▶ _Exercício_
Segundo o trecho para leitura, em que ano teve início o empreendimento REDD em Portel? Responda em uma frase, por favor.

Recentemente, o WRM publicou o estudo ‘Neocolonialismo na Amazônia: Projetos REDD em Portel, Brasil’, sobre quatro projetos REDD no município de Portel, estado do Pará, na Amazônia brasileira. (1) Explorando alguns aspectos do referido estudo, procuraremos apontar como projetos em andamento acabam reforçando certas fantasias inerentes à ideia de comercialização de carbono a partir de projetos REDD.
O empreendimento REDD em Portel é capitaneado por investidores de países industrializados, tendo iniciado em 2008 com duração de projetos prevista até 2055. A iniciativa compreende quatro projetos que abrangem uma área total de mais de 7 mil km². Nessa área, os proponentes alegam realizar ações que impedem a destruição da floresta e que trazem benefícios à população local. Em contrapartida, são autorizados a partir da verificação de seus projetos por uma entidade privada de certificação, a Verra, passam a comercializar os créditos de carbono oriundos das emissões supostamente evitadas. Mesmo estando ainda no início, o empreendimento já possibilitou a venda de mais de 23 milhões de créditos de carbono (2) ‘produzidos’ em Portel, equivalente a mais de US$ 120 milhões, conforme estimativa do estudo.
O que chama atenção não são as cifras em si, mas o grau de financeirização da natureza que os mercados de carbono representam. Para investidores, trata-se de uma possibilidade adicional de lucrar com o controle sobre a terra, mas por meio de uma mercadoria abstrata, o crédito de carbono. Note-se que, por meio de um projeto REDD é possível se apropriar da floresta com bem menos custos e maior discrição do que, por exemplo, com monocultivos de soja, pecuária extensiva ou mineração. Sendo assim, a capacidade de obter margens de lucro consideráveis sem a necessidade de efetivamente ‘produzir’ uma mercadoria fisica parece ser a justificativa mais evidente da eufórica multiplicação dos investimentos em REDD.
Aqueles por detrás dos projetos REDD em Portel alegariam que se trata de um empreendimento ganha-ganha para todos:
• o projeto estaria contribuindo para atenuar a crise climática por meio da redução de emissões;
• a população local estaria sendo beneficiada por ações sociais;
• os investidores tem sido financeiramente recompensados pelos serviços ambientais e sociais prestados.
Sobre essa última afirmação, não temos dúvida: de fato os proponentes dos projetos em Portel estão a receber um farto retorno a partir de seus investimentos. O que pretendemos evidenciar, a seguir, são as fantasias em relação às duas primeiras suposições.

▶ _Material fornecido_
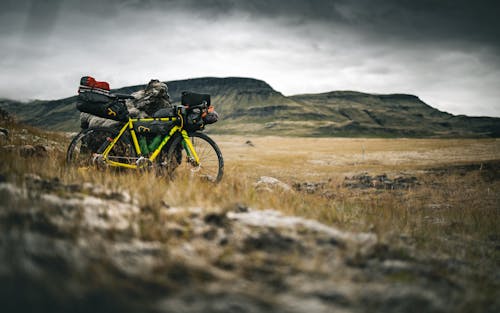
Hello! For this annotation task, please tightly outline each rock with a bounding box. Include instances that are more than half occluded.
[254,176,292,191]
[0,108,14,123]
[0,174,478,313]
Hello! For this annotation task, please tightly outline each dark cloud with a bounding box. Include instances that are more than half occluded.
[0,0,500,116]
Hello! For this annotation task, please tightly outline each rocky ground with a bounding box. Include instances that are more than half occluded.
[0,114,500,313]
[0,175,484,312]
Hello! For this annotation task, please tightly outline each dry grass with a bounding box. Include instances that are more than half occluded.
[0,125,500,269]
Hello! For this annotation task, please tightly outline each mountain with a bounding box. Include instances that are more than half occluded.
[0,77,500,137]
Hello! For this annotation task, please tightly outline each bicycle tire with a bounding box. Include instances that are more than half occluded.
[159,132,224,183]
[66,127,136,169]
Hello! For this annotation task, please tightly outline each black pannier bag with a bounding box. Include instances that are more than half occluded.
[76,76,128,121]
[134,120,176,135]
[181,91,210,107]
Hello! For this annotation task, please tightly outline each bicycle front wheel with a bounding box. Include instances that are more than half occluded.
[66,127,136,168]
[162,132,224,183]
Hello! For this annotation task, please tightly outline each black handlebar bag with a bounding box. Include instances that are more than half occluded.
[76,90,129,121]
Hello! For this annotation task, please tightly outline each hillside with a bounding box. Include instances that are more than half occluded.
[0,77,500,137]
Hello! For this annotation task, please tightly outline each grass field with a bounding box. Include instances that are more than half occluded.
[0,122,500,310]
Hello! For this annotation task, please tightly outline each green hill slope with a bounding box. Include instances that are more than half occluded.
[0,77,500,137]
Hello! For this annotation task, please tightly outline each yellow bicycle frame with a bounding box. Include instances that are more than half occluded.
[102,117,200,169]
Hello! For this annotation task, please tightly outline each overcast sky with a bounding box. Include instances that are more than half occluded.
[0,0,500,116]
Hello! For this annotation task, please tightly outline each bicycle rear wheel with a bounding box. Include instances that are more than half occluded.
[66,127,137,169]
[161,132,224,183]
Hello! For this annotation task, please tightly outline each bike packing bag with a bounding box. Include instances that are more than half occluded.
[181,91,210,107]
[201,106,219,125]
[134,120,176,135]
[185,108,205,132]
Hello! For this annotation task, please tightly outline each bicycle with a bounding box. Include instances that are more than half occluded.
[66,93,224,182]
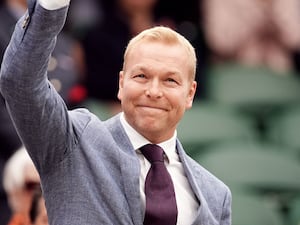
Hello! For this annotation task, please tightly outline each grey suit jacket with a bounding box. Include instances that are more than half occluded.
[0,0,231,225]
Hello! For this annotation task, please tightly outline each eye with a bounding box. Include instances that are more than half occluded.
[166,77,178,84]
[133,73,146,78]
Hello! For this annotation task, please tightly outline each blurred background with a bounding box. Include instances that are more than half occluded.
[0,0,300,225]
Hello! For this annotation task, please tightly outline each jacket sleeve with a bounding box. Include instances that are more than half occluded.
[220,189,232,225]
[0,0,74,172]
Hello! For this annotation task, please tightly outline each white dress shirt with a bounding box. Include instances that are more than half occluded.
[38,0,70,10]
[120,113,199,225]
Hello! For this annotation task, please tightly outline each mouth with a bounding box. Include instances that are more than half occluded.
[138,105,168,112]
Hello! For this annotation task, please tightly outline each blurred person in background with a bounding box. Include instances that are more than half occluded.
[29,188,49,225]
[0,0,85,107]
[3,147,40,225]
[201,0,300,73]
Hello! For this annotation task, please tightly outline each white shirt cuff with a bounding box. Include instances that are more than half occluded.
[38,0,70,10]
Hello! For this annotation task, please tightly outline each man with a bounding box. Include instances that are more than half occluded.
[0,0,231,225]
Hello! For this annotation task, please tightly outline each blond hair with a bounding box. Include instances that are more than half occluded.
[123,26,197,80]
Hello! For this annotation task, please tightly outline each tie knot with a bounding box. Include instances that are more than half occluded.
[140,144,164,163]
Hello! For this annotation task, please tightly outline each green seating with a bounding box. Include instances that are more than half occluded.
[232,192,284,225]
[82,99,112,120]
[177,101,257,155]
[267,104,300,157]
[207,63,300,113]
[194,143,300,193]
[288,196,300,225]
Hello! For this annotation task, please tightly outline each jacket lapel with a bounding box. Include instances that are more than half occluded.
[176,140,219,225]
[107,116,144,225]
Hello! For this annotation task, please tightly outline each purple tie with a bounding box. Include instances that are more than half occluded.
[141,144,177,225]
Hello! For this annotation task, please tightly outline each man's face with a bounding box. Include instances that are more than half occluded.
[118,42,196,143]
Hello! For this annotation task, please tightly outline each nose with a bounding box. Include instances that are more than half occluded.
[146,80,163,98]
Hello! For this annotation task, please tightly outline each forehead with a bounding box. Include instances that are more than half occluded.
[125,42,188,68]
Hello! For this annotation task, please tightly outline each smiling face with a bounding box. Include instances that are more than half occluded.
[118,41,196,143]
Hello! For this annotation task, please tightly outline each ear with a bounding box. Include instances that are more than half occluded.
[118,70,124,101]
[185,81,197,109]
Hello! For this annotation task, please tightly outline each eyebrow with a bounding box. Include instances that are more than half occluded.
[132,64,180,75]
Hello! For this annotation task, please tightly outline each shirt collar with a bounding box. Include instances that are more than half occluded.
[120,112,177,160]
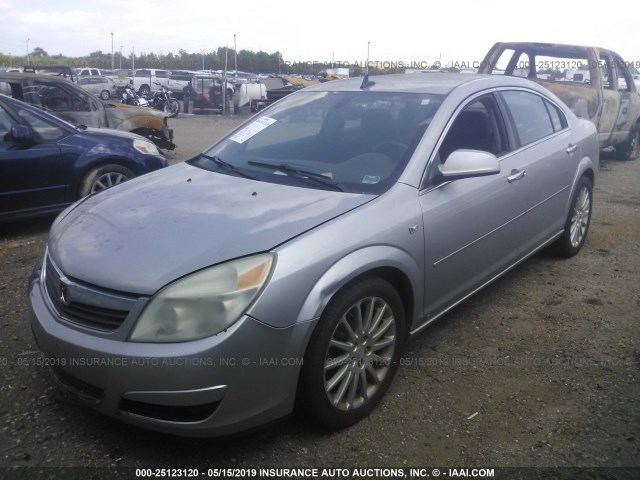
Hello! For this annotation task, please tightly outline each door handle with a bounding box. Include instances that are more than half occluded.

▶ _Resolução do exercício_
O empreendimento REDD em Portel teve início em 2008.